__Pagina__.
Dal 10 al 21 novembre 2025, la città di Belém, nella regione amazzonica del Brasile, ha ospitato la 30ª Conferenza delle Parti sul clima delle Nazioni Unite, la COP30.
Questo evento rappresenta un momento di cruciale importanza non solo per le politiche ambientali, ma anche per il rapporto sempre più stretto  e complesso  tra cambiamento climatico, tecnologia e intelligenza artificiale e c’è qualcosa di profondamente simbolico nel fatto che la COP30 Belém si sia svolta alle porte dell’Amazzonia. È come se il mondo avesse scelto di riunirsi proprio nel luogo dove il respiro del pianeta è più evidente e più fragile .

In questo scenario si inserisce un elemento che fino a pochi anni fa non avrebbe trovato spazio nei negoziati sul clima: la tecnologia, e in particolare l’intelligenza artificiale: alla COP30, l’AI si presenta come un attore centrale, capace di accelerare soluzioni globali o, al contrario, amplificare rischi e disparità.

Per un osservatorio come Digitalic diventa inevitabile chiedersi non solo che cosa l’AI sostenibilità possa offrire al pianeta, ma che cosa il clima stia facendo all’intelligenza artificiale, e con quali implicazioni per aziende, città, governi e cittadini.

__Dati registrati__.
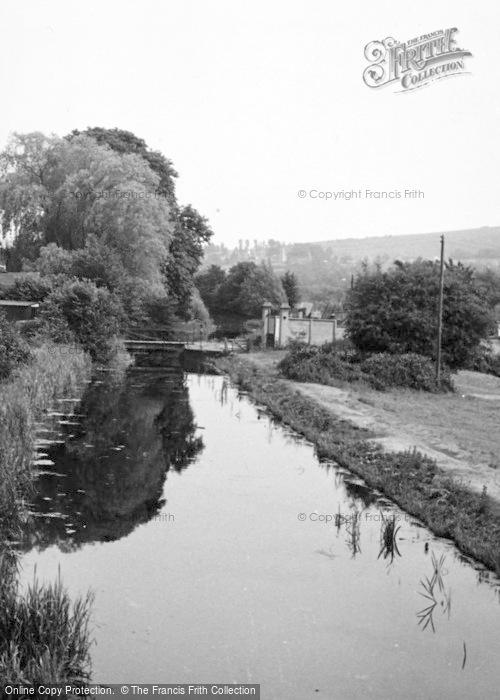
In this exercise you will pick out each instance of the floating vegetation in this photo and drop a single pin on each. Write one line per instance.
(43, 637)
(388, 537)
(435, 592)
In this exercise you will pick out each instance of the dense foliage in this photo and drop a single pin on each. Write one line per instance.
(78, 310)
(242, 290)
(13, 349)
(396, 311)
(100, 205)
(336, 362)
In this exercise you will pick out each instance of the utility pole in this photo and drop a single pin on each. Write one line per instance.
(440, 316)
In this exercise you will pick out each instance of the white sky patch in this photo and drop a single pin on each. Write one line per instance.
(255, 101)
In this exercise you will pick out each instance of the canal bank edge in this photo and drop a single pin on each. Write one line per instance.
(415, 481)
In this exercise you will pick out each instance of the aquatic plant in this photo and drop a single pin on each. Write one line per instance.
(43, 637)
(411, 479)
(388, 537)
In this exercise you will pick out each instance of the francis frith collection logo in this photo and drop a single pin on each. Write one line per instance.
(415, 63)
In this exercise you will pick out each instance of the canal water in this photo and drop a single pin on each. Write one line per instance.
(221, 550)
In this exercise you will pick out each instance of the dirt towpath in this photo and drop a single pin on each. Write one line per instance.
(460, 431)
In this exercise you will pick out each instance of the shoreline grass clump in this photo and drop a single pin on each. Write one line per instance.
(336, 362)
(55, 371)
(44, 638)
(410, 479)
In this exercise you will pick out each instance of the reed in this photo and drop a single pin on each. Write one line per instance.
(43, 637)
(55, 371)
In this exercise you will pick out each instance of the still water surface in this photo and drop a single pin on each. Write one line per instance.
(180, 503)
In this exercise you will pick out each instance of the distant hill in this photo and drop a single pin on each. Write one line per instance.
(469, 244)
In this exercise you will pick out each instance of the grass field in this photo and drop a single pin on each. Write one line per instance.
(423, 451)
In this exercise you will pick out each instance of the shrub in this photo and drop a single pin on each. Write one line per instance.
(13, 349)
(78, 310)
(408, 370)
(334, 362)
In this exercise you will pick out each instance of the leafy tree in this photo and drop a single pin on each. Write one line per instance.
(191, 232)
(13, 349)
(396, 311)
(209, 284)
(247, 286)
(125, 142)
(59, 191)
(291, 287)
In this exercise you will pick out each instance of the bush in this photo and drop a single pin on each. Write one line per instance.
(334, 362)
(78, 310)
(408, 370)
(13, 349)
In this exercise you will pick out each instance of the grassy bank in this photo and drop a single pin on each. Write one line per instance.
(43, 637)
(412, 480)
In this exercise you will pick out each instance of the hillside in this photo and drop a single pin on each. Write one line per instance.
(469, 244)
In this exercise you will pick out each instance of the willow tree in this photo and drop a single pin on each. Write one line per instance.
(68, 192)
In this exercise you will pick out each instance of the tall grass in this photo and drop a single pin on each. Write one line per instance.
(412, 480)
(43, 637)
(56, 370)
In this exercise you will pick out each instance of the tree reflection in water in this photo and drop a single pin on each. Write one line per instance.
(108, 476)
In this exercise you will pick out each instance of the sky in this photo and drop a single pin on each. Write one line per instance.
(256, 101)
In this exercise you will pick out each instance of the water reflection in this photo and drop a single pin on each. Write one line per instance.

__Esercizi__.
[a] Rispondi a queste domande sul testo dedicato alla COP30.
(i) In quale città si è svolta la COP30?
(ii) Quale tecnologia viene indicata come attore centrale alla COP30?
(iii) Quale osservatorio viene nominato?
[b] Riscrivi il testo dedicato alla COP30, tutto da "Dal 10 al 21" fino a "Unite, la COP30.", mettendo "ottobre" al posto di "novembre".

__Risposte per esercizio__.
[a]
(i) A Belém, nella regione amazzonica del Brasile.
(ii) L'intelligenza artificiale.
(iii) Digitalic.

[b]
Dal 10 al 21 ottobre 2025, la città di Belém, nella regione amazzonica del Brasile, ha ospitato la 30ª Conferenza delle Parti sul clima delle Nazioni Unite, la COP30.